Referring expression data:
=== Begin Enclosure ===
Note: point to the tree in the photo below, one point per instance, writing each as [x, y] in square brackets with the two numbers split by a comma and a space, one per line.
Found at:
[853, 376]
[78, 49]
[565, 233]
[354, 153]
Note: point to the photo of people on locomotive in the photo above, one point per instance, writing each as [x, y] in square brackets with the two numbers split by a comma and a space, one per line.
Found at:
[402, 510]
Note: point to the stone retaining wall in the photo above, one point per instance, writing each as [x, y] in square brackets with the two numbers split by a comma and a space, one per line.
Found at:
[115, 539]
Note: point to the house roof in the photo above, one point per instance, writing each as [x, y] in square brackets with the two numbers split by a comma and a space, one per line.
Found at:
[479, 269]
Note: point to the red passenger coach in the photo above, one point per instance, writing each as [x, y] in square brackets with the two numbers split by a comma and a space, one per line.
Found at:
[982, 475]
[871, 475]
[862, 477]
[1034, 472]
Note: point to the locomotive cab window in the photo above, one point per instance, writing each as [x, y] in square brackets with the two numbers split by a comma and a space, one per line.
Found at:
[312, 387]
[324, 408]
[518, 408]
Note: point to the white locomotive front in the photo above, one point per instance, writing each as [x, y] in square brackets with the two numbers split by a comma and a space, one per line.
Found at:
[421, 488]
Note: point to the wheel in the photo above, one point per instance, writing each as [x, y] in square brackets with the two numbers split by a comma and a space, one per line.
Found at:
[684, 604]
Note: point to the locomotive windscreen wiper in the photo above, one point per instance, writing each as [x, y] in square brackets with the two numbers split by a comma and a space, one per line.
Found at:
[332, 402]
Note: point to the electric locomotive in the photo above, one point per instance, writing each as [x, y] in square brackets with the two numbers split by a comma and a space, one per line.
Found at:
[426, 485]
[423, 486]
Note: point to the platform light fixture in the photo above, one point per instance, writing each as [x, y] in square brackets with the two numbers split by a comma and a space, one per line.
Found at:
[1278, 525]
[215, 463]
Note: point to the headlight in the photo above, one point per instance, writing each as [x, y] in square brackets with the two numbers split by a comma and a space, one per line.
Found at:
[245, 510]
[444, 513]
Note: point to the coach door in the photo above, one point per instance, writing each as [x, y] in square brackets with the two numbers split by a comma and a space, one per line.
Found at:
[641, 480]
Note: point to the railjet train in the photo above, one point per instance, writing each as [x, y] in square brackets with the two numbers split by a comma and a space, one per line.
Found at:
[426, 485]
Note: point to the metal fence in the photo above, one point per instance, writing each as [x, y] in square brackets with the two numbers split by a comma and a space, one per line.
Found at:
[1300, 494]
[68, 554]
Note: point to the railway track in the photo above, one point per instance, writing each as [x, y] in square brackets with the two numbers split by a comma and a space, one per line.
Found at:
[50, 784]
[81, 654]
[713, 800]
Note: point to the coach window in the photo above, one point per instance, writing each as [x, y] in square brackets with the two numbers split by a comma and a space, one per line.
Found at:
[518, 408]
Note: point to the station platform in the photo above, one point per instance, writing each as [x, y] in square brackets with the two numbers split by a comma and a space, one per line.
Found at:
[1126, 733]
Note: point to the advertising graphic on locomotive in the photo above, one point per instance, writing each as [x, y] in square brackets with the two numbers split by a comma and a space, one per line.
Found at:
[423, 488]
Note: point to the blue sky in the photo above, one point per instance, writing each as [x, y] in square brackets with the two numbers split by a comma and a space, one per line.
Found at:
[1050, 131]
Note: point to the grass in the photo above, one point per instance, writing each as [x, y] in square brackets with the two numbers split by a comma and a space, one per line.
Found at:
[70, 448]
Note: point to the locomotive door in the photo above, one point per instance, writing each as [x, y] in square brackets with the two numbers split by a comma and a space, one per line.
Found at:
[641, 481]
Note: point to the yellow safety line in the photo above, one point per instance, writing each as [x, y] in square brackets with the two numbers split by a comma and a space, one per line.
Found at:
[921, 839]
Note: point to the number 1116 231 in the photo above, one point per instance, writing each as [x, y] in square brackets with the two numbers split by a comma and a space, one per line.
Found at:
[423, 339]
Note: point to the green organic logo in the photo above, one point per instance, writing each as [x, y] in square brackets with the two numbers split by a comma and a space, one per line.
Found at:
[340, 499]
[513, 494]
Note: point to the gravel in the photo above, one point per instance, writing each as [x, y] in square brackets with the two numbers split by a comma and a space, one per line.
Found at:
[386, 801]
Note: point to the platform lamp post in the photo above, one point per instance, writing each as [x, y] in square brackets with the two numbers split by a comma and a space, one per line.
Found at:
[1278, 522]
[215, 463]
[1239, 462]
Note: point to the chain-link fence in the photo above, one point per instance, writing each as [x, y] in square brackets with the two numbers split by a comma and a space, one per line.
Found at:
=== End Enclosure ===
• _The task_
What is wanted is the complete set of entries, returned verbatim.

• _Answer below_
Note: point to the tree in the photo below, one point per instance, writing each as [x, y] in square brackets with the two numbers split by a comma and a space, one per line.
Found at:
[853, 376]
[78, 49]
[565, 233]
[354, 153]
Note: point to the photo of people on locomotive in the photo above, one point per instance, writing each as [x, y] in square brackets with the two numbers split by a comma and a space, one per line.
Found at:
[402, 510]
Note: point to the stone retaining wall in the photo above, one point per instance, writing each as [x, y] in square brackets with the two numbers split by a comma and a space, one per line.
Found at:
[115, 539]
Note: point to the house roof in the photo above, one point per instance, writing each as [x, y] in square brackets with the two numbers split by a comma and a space, one per line.
Found at:
[479, 269]
Note: point to the red passenger coach in the photo above, one point per instance, writing each as [x, y] in square brackets with the two numbers split by a comma and a space, one per line.
Found at:
[982, 475]
[871, 475]
[862, 477]
[1034, 472]
Note: point to the locomotive cab window in the photo above, one point per instance, writing each as [x, y] in square brackets with the two numbers split by a comma and a space, one per line.
Found at:
[312, 387]
[324, 408]
[518, 408]
Note: point to the white locomotive front in the photo above, one point per instance, writing each as [x, y] in square brackets with the two numbers split by a comma and a space, one per line.
Found at:
[421, 488]
Note: point to the wheel in the photo above, one point per instance, writing each as [x, y] in square brackets with the two numbers split by a comma and a space, one per line.
Found at:
[684, 604]
Note: point to the locomotive windscreen wiper in the photo above, one point per instance, writing each as [x, y] in square brackets with the two numbers split by a comma and a space, one per line.
Found at:
[332, 402]
Note: point to the electric locomotive in the photo above, one point per instance, writing each as [x, y] in square brackets with the two numbers split by a comma and a space, one per line.
Found at:
[426, 485]
[423, 486]
Note: point to the platform light fixture in the photo above, one point per instance, writing each as [x, y] in square brackets with the two numbers split by a comma and a space, one per line.
Found at:
[1278, 525]
[215, 463]
Note: point to the headlight in the photo above, one point per instance, writing each as [x, y] in square brackets with the two numbers split by a comma and a space, one per line.
Found at:
[245, 510]
[444, 513]
Note: point to the coach door in the photo above, one point per instance, writing each as [x, y] in square brackets with the two numbers split by a comma and a space, one per line.
Found at:
[641, 480]
Note: point to the railjet train in the photo above, one point per instance, writing each as [x, y] in square brackets with the two numbers split by a comma and a space, one per line.
Found at:
[426, 485]
Note: point to the metal fence in the photo above, one point per instance, writing each as [x, y] in square brackets with the two numbers split by a comma and a space, one per line.
Found at:
[1300, 494]
[68, 554]
Note: point to the railway track in the photo above, one point per instance, writing each as [x, y] in square brackets with the two numbers split by a comma and a space, one per line.
Found at:
[50, 784]
[81, 654]
[713, 800]
Note: point to the coach window in the photo above, one point per instance, writing each as [x, y] in square brackets with the two numbers split by a comma and a space, one per line.
Found at:
[518, 408]
Note: point to the station platform in the photo above, one point per instance, writing each as [x, y] in square brackets with the two numbers split by a comma and a space, one per line.
Found at:
[1126, 733]
Note: point to the advertising graphic on locomotive in the photo above, one point per instance, writing each as [x, y] in square brackets with the two numbers split by a comma and a space, one per line.
Found at:
[423, 488]
Note: point to the blue sky in the photo above, one point per instance, writing each as [x, y] in square brackets with the two numbers split by a comma and a space, one per line.
Found at:
[1050, 131]
Note: point to the grass in the photo above, one point per instance, writing each as [x, y] in square brackets with the two numbers split by a comma and a space, one per line.
Found at:
[70, 448]
Note: point to the locomotive door in the photo above, one point per instance, writing each as [x, y] in square brackets with the two numbers split by a comma and a space, one per line.
Found at:
[641, 481]
Note: point to the yellow safety line in the photo above, one point per instance, writing each as [x, y] in square brackets with the two numbers split by a comma and a space, one per line.
Found at:
[921, 839]
Note: point to the number 1116 231 in the photo above, one point per instance, writing each as [x, y] in square brackets with the two numbers split by a comma and a space, one per line.
Found at:
[423, 339]
Note: point to the green organic logo in the photo above, one point per instance, writing each as [x, y] in square brackets with the two numbers split by a comma and a space, one per line.
Found at:
[340, 499]
[513, 494]
Note: point to the gravel in the photo above, one point per instance, writing each as [x, y] in square brackets with the two numbers split by a comma and a space, one per line.
Found at:
[386, 801]
Note: point to the platform lamp post in the photo above, one point per instance, writing each as [x, y] in square brackets with the two numbers split by a comma and a space, one per line.
Found at:
[1278, 522]
[215, 463]
[1239, 462]
Note: point to the chain-link fence in the photo above, one point per instance, writing each as [x, y] in square brackets with the two numbers split by a comma and a space, one per line.
Found at:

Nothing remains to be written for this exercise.